# What to do:
What lines in the following entries hold the word "road"? Copy each one.

Records drawn from a dataset:
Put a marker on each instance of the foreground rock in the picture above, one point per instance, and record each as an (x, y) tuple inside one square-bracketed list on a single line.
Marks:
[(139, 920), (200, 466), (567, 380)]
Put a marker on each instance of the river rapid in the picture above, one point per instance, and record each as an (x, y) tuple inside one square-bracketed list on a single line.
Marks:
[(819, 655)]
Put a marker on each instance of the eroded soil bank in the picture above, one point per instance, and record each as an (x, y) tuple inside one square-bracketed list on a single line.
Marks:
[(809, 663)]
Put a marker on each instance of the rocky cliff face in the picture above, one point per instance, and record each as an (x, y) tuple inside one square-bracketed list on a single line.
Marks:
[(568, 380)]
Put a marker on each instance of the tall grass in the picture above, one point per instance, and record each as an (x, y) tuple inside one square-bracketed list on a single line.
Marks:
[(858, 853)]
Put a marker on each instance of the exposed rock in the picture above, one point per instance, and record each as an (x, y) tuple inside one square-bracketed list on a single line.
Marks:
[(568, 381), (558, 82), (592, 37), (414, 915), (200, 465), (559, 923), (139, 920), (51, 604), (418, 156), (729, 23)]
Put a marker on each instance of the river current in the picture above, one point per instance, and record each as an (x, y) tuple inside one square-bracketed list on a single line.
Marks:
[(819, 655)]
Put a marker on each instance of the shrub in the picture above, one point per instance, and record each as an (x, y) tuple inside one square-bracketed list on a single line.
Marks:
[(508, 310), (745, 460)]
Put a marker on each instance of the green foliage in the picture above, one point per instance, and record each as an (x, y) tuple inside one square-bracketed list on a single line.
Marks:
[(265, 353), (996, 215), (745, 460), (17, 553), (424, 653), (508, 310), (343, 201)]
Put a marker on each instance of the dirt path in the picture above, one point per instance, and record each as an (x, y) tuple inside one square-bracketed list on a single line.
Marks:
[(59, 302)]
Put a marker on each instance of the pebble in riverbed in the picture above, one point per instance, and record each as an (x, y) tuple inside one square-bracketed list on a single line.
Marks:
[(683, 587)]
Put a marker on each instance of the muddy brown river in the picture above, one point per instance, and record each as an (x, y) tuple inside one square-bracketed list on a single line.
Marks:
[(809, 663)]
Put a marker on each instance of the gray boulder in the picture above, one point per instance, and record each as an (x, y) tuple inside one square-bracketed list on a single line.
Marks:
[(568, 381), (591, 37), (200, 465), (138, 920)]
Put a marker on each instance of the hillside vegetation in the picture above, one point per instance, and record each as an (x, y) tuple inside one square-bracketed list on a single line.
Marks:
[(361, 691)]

* * *

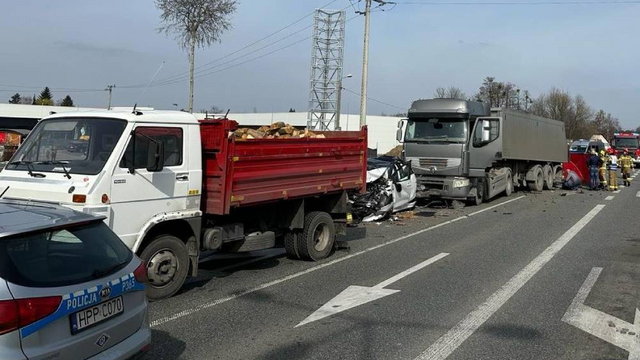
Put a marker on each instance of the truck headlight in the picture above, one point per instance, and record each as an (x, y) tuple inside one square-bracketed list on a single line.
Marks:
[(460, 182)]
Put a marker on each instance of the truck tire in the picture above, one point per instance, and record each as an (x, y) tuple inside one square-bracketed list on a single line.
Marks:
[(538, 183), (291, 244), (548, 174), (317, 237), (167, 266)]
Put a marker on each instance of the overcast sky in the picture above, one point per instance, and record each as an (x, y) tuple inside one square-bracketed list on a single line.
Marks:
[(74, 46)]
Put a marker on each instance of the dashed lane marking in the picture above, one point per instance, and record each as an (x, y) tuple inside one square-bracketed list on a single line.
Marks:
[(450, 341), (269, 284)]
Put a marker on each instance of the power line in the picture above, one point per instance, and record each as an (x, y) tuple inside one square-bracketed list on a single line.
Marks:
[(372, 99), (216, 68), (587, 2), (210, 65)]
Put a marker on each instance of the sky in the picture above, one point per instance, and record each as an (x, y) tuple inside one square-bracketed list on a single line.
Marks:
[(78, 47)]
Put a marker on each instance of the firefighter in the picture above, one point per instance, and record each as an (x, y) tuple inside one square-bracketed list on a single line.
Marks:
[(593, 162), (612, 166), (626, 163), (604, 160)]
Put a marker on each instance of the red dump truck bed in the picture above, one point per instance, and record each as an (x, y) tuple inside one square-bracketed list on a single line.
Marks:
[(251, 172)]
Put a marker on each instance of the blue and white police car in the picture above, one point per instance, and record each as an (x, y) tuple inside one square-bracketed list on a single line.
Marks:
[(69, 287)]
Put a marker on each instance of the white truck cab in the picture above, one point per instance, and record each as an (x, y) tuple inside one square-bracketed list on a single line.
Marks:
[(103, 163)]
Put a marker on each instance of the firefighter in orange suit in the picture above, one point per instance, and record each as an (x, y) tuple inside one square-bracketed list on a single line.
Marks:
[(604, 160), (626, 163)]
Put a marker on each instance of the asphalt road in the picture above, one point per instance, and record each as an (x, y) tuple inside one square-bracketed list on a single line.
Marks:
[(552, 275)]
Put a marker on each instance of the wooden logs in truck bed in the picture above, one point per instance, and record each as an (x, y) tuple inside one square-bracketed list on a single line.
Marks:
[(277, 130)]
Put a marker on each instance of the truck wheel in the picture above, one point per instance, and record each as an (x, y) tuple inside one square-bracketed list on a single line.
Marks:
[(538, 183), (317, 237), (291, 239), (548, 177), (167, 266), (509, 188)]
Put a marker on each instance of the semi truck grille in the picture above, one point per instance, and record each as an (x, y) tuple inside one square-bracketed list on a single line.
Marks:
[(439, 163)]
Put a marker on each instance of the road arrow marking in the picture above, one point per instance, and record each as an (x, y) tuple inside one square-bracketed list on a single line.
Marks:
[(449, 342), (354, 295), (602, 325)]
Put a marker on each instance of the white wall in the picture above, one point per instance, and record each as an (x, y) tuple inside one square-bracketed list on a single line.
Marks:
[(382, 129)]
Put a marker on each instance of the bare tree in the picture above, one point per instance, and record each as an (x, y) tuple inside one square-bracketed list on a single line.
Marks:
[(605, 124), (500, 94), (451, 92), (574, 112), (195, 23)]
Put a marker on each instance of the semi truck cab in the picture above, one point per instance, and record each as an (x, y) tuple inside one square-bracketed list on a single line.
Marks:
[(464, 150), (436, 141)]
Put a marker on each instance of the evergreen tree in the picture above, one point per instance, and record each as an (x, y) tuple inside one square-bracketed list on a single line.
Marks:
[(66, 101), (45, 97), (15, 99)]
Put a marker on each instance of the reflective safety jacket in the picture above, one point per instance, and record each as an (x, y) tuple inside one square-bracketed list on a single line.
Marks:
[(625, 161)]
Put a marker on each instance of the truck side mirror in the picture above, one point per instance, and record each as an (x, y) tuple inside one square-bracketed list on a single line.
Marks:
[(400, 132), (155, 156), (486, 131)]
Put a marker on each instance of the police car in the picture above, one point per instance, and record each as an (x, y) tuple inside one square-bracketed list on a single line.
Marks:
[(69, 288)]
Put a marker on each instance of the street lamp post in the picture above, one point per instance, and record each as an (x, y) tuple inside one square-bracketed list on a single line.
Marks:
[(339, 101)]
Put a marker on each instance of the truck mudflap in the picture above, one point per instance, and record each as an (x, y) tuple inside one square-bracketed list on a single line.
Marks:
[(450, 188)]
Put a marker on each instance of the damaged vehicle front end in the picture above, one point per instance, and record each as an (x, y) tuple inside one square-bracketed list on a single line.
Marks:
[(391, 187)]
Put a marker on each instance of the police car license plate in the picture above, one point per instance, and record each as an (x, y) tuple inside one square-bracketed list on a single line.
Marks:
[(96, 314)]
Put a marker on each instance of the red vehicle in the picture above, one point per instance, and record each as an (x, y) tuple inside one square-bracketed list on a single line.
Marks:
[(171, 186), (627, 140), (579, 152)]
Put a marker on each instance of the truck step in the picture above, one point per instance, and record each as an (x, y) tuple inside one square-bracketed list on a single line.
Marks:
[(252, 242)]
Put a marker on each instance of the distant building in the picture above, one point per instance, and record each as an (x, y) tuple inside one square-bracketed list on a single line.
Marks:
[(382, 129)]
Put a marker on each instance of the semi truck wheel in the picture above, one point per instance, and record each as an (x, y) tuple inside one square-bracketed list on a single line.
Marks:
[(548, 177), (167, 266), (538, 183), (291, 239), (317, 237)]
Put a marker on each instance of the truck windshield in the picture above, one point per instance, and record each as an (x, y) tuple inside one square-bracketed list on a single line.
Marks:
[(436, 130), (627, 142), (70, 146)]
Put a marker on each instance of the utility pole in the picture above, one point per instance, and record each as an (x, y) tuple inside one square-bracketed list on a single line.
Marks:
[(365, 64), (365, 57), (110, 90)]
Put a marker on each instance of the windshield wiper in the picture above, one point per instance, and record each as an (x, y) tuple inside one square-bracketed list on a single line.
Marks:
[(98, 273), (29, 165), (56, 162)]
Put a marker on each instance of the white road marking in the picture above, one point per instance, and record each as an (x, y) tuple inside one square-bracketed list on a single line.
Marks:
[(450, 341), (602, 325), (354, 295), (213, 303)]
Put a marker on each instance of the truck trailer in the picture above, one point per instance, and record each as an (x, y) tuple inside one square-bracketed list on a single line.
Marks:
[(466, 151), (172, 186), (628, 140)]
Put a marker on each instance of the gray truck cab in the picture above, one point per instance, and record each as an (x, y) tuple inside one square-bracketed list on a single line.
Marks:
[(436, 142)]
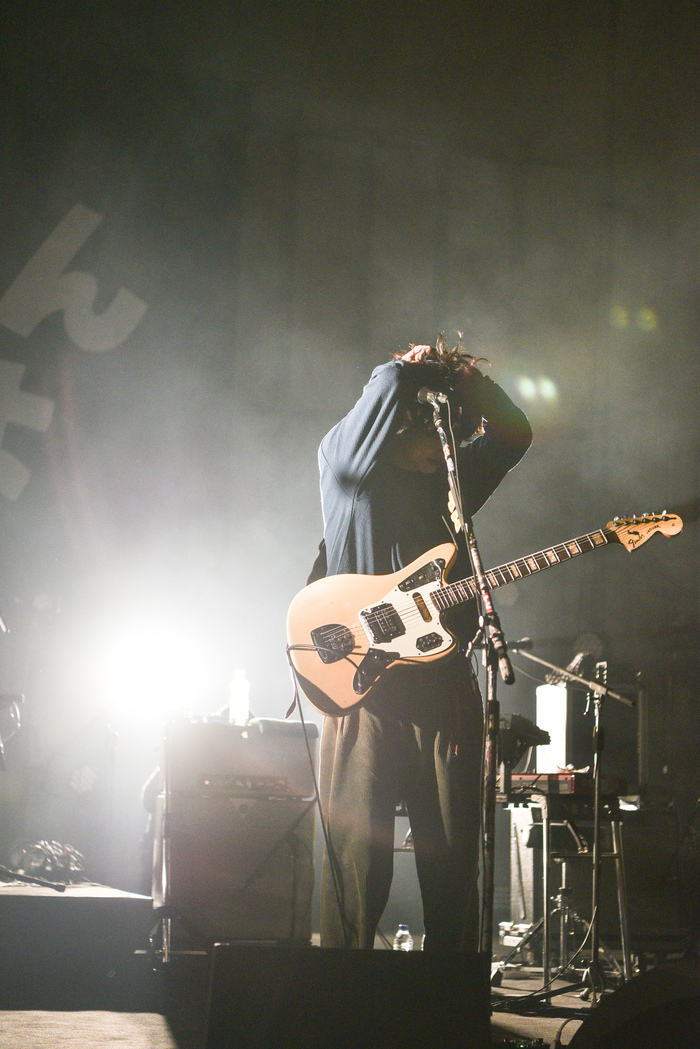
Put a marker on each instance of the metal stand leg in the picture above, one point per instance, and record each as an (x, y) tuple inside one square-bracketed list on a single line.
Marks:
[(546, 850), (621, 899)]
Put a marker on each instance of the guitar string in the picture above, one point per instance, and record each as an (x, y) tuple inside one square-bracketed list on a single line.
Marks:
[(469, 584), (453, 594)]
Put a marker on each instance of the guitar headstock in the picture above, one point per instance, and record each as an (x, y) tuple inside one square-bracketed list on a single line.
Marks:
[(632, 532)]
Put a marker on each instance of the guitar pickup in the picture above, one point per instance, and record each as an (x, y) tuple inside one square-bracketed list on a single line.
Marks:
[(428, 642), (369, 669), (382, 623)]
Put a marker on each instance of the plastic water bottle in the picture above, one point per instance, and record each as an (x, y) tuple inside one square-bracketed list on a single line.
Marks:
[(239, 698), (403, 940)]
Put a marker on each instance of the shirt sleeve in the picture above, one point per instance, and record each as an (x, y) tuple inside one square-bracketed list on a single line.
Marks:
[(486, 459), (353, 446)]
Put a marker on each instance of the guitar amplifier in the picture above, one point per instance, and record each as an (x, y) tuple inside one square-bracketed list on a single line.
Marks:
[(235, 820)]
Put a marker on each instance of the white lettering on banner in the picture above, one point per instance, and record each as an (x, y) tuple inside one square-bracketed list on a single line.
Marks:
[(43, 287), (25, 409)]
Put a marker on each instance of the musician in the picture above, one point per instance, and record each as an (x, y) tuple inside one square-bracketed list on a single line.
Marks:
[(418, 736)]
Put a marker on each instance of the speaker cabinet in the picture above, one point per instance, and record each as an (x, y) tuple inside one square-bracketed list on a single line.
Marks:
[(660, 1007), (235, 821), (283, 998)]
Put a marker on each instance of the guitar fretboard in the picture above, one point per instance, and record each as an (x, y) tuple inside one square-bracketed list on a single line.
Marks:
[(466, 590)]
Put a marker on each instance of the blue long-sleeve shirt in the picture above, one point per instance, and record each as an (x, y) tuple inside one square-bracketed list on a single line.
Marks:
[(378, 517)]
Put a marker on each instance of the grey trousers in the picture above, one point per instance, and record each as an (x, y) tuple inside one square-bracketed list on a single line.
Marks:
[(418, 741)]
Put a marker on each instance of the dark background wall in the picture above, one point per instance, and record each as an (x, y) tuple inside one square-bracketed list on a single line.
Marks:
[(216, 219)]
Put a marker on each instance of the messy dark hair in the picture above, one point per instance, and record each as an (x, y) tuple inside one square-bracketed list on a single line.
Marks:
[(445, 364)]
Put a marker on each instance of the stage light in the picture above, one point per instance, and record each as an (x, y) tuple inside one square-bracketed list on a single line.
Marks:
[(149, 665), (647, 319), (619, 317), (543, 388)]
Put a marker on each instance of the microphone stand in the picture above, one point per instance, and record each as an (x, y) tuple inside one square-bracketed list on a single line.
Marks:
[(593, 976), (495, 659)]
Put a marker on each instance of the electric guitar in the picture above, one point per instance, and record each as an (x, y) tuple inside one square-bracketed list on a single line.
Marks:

# Solution:
Put a marker on each instance of the asphalt road in the picture above, one point per instance, and record each as an (x, y) tuple inside one square-bracketed list on a single line.
Put a marker on each instance of the road arrow marking in the picture above, one point per instance, and record each as an (x, y) tuple inside one square-bracketed list on a single line.
Put a marker on each instance of the white road marking in the picture above, one point per instance, and record each as an (x, y) tuple inside one square-bracketed list on a single line.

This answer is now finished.